**AIM OF THE TASK:**
Only the pictures are to be left out; set down the rest of the records exactly.

**Excerpts of pointing data:**
-*-
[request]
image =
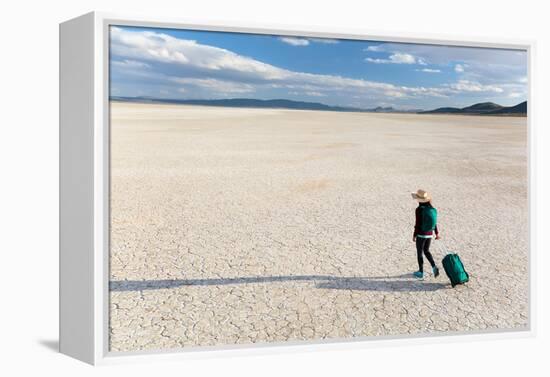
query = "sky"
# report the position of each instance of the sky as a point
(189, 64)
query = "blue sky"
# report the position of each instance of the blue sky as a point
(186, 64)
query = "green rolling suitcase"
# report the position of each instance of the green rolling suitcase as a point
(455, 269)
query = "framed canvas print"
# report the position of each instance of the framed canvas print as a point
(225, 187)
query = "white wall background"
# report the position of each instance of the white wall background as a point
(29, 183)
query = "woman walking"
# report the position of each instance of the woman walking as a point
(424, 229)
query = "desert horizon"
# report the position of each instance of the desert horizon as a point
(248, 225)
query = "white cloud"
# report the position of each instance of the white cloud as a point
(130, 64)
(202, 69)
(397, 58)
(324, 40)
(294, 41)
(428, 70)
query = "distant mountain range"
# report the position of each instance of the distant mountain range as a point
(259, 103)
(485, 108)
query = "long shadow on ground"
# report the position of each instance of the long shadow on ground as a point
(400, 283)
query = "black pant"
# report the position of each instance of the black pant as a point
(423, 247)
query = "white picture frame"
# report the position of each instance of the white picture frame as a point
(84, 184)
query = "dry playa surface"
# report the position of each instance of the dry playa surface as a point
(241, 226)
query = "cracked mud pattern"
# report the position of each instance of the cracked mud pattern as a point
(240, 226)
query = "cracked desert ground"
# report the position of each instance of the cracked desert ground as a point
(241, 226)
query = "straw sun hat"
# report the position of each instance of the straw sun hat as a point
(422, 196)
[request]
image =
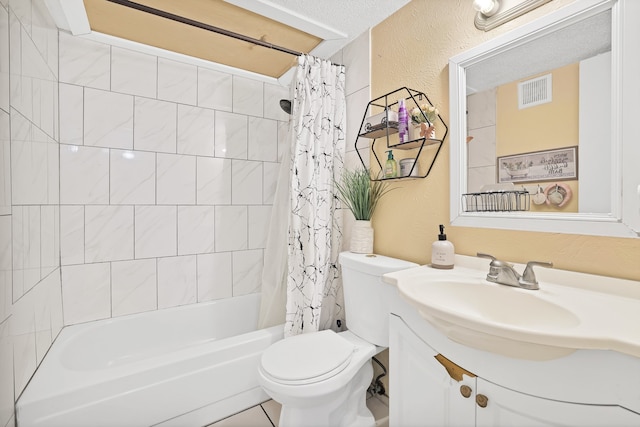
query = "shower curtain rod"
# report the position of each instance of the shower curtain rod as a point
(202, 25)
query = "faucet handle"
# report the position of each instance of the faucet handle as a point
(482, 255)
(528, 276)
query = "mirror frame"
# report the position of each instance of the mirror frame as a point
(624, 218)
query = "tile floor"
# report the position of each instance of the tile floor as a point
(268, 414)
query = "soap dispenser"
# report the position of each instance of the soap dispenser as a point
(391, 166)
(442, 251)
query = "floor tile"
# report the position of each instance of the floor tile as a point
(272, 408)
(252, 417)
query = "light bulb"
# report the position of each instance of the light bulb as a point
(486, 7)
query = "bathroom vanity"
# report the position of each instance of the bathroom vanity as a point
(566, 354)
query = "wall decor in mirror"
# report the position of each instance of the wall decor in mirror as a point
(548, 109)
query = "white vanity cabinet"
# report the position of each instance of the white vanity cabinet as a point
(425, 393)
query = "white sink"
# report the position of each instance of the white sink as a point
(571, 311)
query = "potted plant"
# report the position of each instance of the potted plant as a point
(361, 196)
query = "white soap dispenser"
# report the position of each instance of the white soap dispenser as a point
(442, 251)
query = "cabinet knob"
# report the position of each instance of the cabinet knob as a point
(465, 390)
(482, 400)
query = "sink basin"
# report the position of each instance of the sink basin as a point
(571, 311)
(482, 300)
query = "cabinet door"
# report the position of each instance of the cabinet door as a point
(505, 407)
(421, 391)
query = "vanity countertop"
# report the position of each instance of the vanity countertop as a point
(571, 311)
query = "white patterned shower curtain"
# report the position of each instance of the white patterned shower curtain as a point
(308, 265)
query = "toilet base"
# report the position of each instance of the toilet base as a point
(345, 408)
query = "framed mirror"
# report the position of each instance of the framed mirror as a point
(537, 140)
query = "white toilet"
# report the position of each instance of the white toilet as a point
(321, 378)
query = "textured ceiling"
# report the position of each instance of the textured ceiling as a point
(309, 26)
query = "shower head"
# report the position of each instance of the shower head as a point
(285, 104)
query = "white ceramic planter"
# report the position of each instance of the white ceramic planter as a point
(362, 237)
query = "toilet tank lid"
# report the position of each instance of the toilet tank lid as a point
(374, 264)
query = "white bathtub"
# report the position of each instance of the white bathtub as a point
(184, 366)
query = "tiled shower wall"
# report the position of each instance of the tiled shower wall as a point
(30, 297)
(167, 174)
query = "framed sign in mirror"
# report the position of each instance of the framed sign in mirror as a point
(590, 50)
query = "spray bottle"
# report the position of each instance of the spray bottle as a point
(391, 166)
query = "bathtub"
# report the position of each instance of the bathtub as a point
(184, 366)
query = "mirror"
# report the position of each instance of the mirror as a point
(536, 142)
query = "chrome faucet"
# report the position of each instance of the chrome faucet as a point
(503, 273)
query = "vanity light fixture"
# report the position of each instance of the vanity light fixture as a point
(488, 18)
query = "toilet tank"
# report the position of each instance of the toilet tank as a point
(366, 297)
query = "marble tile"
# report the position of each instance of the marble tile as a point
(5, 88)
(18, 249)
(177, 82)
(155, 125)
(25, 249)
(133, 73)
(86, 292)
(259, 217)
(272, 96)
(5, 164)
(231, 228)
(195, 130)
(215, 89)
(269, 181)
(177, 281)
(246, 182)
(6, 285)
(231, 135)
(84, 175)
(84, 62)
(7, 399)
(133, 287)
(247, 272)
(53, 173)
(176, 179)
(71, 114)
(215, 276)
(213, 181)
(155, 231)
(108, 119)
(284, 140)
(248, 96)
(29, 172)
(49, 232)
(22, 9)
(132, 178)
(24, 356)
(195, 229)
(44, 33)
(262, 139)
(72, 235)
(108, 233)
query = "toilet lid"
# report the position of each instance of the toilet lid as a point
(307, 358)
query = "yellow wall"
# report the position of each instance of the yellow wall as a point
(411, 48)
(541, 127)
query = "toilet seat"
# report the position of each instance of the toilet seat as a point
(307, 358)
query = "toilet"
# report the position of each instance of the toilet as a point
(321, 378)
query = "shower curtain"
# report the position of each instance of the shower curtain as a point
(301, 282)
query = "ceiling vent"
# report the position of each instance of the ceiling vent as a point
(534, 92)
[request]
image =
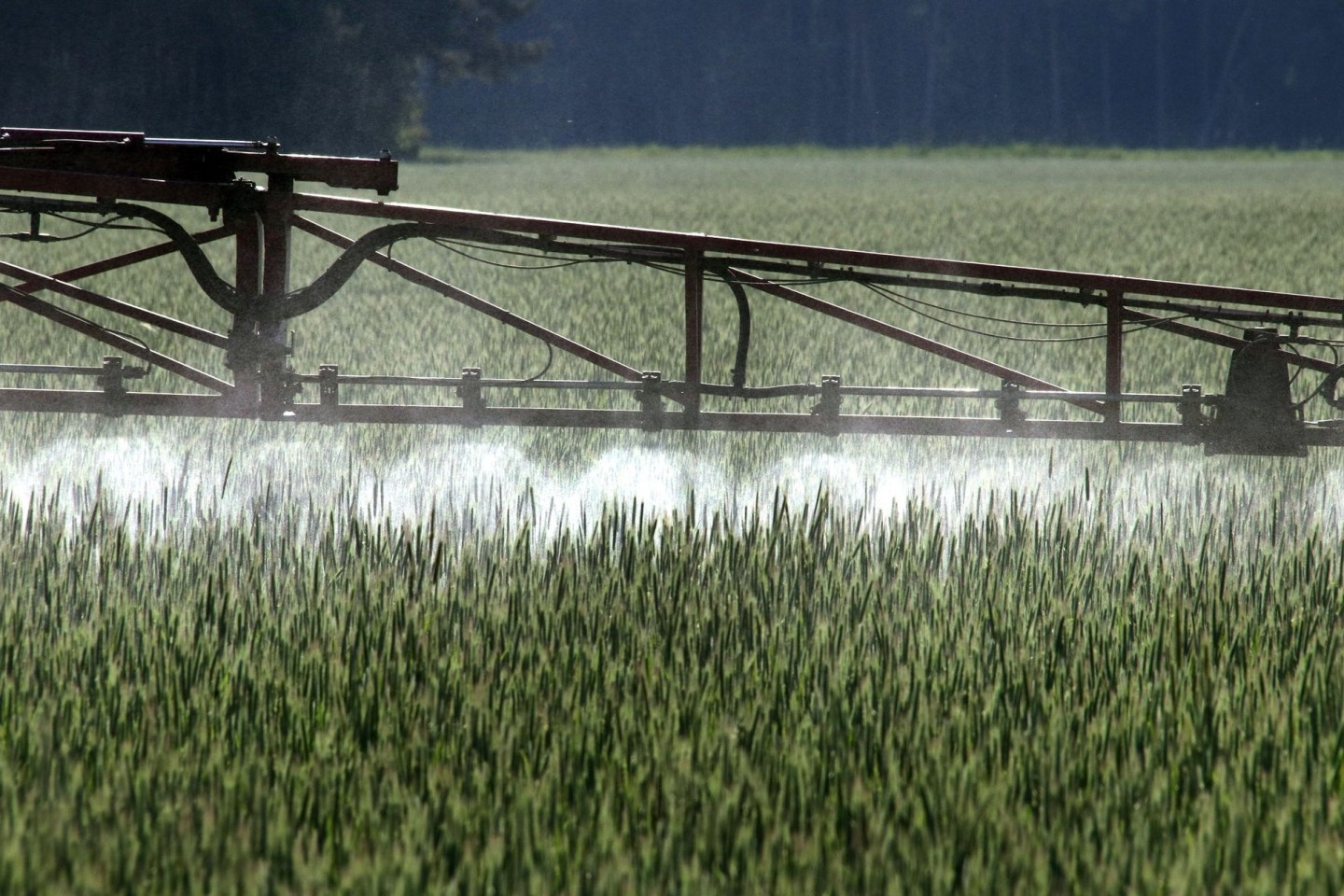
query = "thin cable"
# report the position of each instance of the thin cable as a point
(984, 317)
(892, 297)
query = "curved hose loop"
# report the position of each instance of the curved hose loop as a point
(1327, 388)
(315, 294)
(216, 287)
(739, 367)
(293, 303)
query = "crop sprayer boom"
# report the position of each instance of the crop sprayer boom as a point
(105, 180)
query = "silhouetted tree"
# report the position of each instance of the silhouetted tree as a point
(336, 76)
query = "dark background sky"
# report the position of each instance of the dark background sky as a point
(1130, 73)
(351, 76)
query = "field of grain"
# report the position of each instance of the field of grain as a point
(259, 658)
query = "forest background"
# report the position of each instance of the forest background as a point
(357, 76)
-*-
**RESPONSE FOR THIS EXERCISE:**
[request]
image =
query = "sky"
# report the position of each instance of the sky as a point
(189, 64)
query = "blue sky"
# report the position of each instance of the blue sky as a point
(186, 64)
query = "green rolling suitcase"
# report the position of each instance of the green rolling suitcase as a point
(455, 269)
query = "framed canvas print"
# report the position of each instance of the framed canvas print as a point
(225, 187)
query = "white wall background"
# report the position of each instance of the white wall background as a point
(29, 183)
query = "woman walking"
# report the position of each instance of the woman walking as a point
(424, 229)
query = "desert horizon"
# report the position of each instance of the desert horizon as a point
(248, 225)
query = "white cloud"
# report the position of each instance of the white cloud as a point
(130, 64)
(202, 69)
(397, 58)
(324, 40)
(294, 41)
(428, 70)
query = "distant mountain range"
# report the position of each instance of the distant mountain range as a point
(259, 103)
(485, 108)
query = "long shadow on ground"
# report the position of each instance of the long shadow on ground as a point
(400, 283)
query = "black pant"
# report the position of each instance of the black pant as a point
(423, 247)
query = "white picture frame"
# report the position of each instance of the white picture frame as a point
(84, 184)
query = "dry playa surface"
# report the position of each instance of the dry playa surface as a point
(241, 226)
query = "cracked mud pattern"
# report the position of each instance of the cracked mud pattern as a point
(240, 226)
query = "cracked desert ground"
# report the position of each instance of the cracked desert ground as a point
(241, 226)
query = "straw sun hat"
# report the position of each instance of the straw sun hat as a point
(422, 196)
[request]
image =
query = "shower curtain rod"
# report the position of each instance of the shower curtain rod as a point
(202, 25)
query = "faucet handle"
# report the position of each instance of the faucet handle as a point
(482, 255)
(528, 276)
query = "mirror frame"
# report the position of each instance of the mirror frame as a point
(624, 218)
query = "tile floor"
# report the position of each instance of the tile floor as a point
(268, 414)
query = "soap dispenser"
# report the position of each instance of the soap dispenser as a point
(391, 166)
(442, 251)
query = "floor tile"
# report the position of each instance of the floor tile as a point
(272, 408)
(252, 417)
query = "light bulb"
# report the position of each instance of the light bulb as a point
(486, 7)
query = "bathroom vanity"
# report the position of each instance of the bathroom vanity as a point
(566, 354)
query = "wall decor in mirror"
# report the position of each instance of the wall decor in mirror as a point
(548, 109)
query = "white vanity cabinet"
# report the position of each instance of the white vanity cabinet as a point
(425, 393)
query = "white sink"
# report the position of each instance of the white sink as a point
(571, 311)
query = "potted plant"
# report the position of each instance of the potted plant as a point
(361, 196)
query = "white soap dispenser"
# report the position of each instance of the white soap dispenser as a point
(442, 251)
query = "cabinet knob"
# report the position of each instance of the cabinet knob as a point
(465, 390)
(482, 400)
query = "sink basin"
# report the position of each instance of the sink basin as a point
(571, 311)
(482, 300)
query = "cabinet door"
# report the position of each instance of the cabinet door as a point
(505, 407)
(421, 391)
query = "vanity countertop"
# report the position of each instance of the vanity countertop as a point
(571, 311)
query = "white patterned shower curtain"
# report the position of each instance of the white patterned shower curtain as a point
(308, 265)
query = "toilet base"
# report the position of each instance of the toilet base as a point
(345, 408)
query = "framed mirror"
# report the position of each instance of the framed mirror as a point
(537, 140)
query = "white toilet"
# report the position of each instance of the white toilet as a point
(321, 378)
query = "textured ceiling"
# report the position of each instance of the textured ceiling as a point
(309, 26)
query = "shower head"
# report the position of each instance of the shower head as a point
(285, 104)
query = "white ceramic planter"
# report the position of each instance of the white ceramic planter as a point
(362, 237)
query = "toilet tank lid"
# report the position of each instance of the toilet tank lid as a point
(374, 264)
query = "white bathtub"
# report the position of each instance of the white bathtub as a point
(184, 366)
query = "tiled shower wall"
# report the position of each instance of the tiled shower wall as a point
(30, 297)
(167, 174)
query = "framed sign in mirror"
# report the position of each instance of the framed sign in mirror as a point
(590, 50)
query = "spray bottle"
# report the position of each instance of the spray bottle as a point
(391, 166)
query = "bathtub"
# report the position of each instance of the bathtub as a point
(184, 366)
query = "mirror"
# report the position of each instance of the mirror as a point
(536, 142)
query = "chrome faucet"
# report the position of each instance of the chrome faucet as a point
(503, 273)
query = "vanity light fixture"
# report the position of each instance of the vanity light fixture as a point
(488, 18)
query = "toilet tank"
# report the position of each instance of the toilet tank as a point
(366, 297)
query = "marble tile"
# report the position of each instance of the marble tile as a point
(5, 88)
(18, 249)
(177, 82)
(155, 125)
(25, 249)
(133, 73)
(86, 292)
(259, 217)
(272, 96)
(5, 164)
(231, 228)
(195, 130)
(215, 89)
(269, 181)
(177, 281)
(246, 182)
(6, 285)
(231, 135)
(84, 175)
(84, 62)
(7, 399)
(133, 287)
(247, 272)
(53, 173)
(176, 179)
(71, 114)
(215, 276)
(213, 181)
(155, 231)
(108, 119)
(284, 140)
(248, 96)
(29, 172)
(49, 232)
(22, 9)
(132, 178)
(24, 356)
(195, 229)
(44, 33)
(262, 139)
(72, 235)
(108, 233)
query = "toilet lid"
# report the position of each instance of the toilet lid as a point
(307, 358)
query = "yellow wall"
# report the position of each instance of the yellow wall as a point
(411, 48)
(541, 127)
query = "toilet seat"
# report the position of each instance of the toilet seat as a point
(307, 358)
query = "toilet"
# report the position of each instance of the toilet as a point
(321, 378)
query = "shower curtain"
# report the position of each instance of the shower curtain as a point
(301, 282)
query = "ceiling vent"
# report the position of each instance of the ceiling vent as a point
(534, 92)
[request]
image =
query = "thin cable"
# report the position of each instance of the thin cable as a point
(984, 317)
(892, 297)
query = "curved hose loop"
# report the position of each instance of the curved hose loop as a point
(1327, 388)
(315, 294)
(216, 287)
(739, 367)
(293, 303)
query = "crop sprayer boom"
# report the position of each instance of the crop sprayer boom as a point
(105, 180)
query = "silhouetted tree"
# report the position of each instance of the silhouetted tree as a point
(336, 76)
query = "dark background sky"
# report the position of each instance of the dark background sky as a point
(1130, 73)
(351, 76)
query = "field of grain"
# report the position of each instance of the field of grain as a point
(259, 658)
query = "forest background"
# report the position of each instance of the forest background as a point
(357, 76)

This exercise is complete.